Start Data shown

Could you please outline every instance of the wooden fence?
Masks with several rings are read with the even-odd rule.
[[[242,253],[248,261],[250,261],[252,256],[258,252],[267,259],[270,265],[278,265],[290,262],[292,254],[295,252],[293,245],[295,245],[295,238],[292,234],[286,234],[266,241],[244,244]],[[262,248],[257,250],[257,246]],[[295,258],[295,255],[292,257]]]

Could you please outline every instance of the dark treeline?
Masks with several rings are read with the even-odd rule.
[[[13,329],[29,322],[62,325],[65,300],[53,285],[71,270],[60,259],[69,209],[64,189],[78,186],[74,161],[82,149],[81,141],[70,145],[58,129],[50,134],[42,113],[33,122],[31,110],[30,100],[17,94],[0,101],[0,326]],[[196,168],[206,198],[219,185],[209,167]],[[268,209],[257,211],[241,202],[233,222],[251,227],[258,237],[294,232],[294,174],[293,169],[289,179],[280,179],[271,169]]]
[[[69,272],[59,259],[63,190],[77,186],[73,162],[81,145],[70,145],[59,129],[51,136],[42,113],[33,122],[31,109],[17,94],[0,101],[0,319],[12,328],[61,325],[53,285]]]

End Data shown

What to produce:
Can you reproduce every line of the records above, requests included, with each polygon coordinate in the answers scaled by 0.3 and rounded to the nearest whole number, halves rounded up?

Result:
Could you please outline every instance of the wooden fence?
Masks with several rings are read with the even-odd rule.
[[[73,76],[74,78],[75,78],[76,77],[77,76],[80,78],[81,80],[83,80],[87,79],[88,76],[89,76],[88,74],[89,74],[89,71],[88,70],[86,70],[80,72],[73,73]],[[79,74],[77,75],[77,74]],[[89,77],[89,77],[88,77]]]

Could you please outline every instance of the dark treeline?
Masks with several rings are read with the even-odd rule.
[[[4,99],[9,97],[19,98],[20,90],[16,86],[21,81],[18,78],[21,63],[19,57],[23,56],[22,48],[25,45],[24,42],[21,44],[17,39],[15,40],[13,34],[10,37],[9,33],[9,30],[5,28],[0,30],[0,98]],[[59,50],[62,59],[66,56],[63,50]],[[80,63],[77,63],[72,61],[70,67],[75,68],[77,71],[88,70],[88,52],[88,51],[87,54],[84,54],[81,51]]]
[[[21,82],[18,78],[19,57],[23,56],[22,49],[24,44],[21,44],[18,39],[15,41],[13,34],[10,37],[9,33],[5,28],[0,30],[0,96],[4,98],[18,98],[16,86]]]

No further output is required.